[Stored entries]
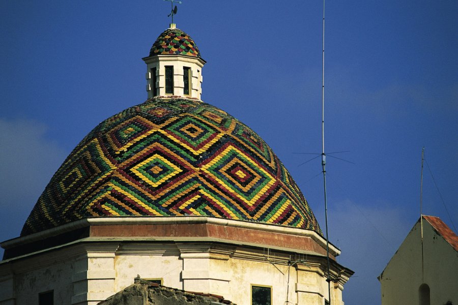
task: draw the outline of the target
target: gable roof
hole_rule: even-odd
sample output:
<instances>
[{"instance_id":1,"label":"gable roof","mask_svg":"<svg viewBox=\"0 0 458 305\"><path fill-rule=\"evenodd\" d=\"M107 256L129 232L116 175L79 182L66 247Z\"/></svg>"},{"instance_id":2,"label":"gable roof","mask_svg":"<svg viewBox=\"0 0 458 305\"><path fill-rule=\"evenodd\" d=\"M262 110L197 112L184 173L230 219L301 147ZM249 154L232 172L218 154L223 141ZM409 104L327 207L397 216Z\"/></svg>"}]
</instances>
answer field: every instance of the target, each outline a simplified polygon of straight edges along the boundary
<instances>
[{"instance_id":1,"label":"gable roof","mask_svg":"<svg viewBox=\"0 0 458 305\"><path fill-rule=\"evenodd\" d=\"M422 217L425 220L430 223L438 233L455 249L455 251L458 251L458 236L456 236L455 232L439 217L426 215L423 215Z\"/></svg>"}]
</instances>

● THE REQUEST: Lay out every line of the data above as a numbered list, skipping any blank lines and leaving the pictures out.

● EXERCISE ANSWER:
1. task: draw the outline of the target
2. target: gable roof
3. hole_rule: even-odd
4. sample output:
5. <instances>
6. [{"instance_id":1,"label":"gable roof","mask_svg":"<svg viewBox=\"0 0 458 305\"><path fill-rule=\"evenodd\" d=\"M107 256L129 232L116 175L79 182L66 247Z\"/></svg>"},{"instance_id":2,"label":"gable roof","mask_svg":"<svg viewBox=\"0 0 458 305\"><path fill-rule=\"evenodd\" d=\"M262 110L197 112L184 173L230 219L301 147ZM249 154L232 172L218 154L223 141ZM409 104L327 207L397 216Z\"/></svg>"}]
7. </instances>
8. answer field: every instance of the target, each outline a simplified polygon of straight edges along the boundary
9. <instances>
10. [{"instance_id":1,"label":"gable roof","mask_svg":"<svg viewBox=\"0 0 458 305\"><path fill-rule=\"evenodd\" d=\"M422 217L425 220L430 223L438 233L455 249L455 251L458 251L458 236L456 236L455 232L439 217L426 215L423 215Z\"/></svg>"}]
11. </instances>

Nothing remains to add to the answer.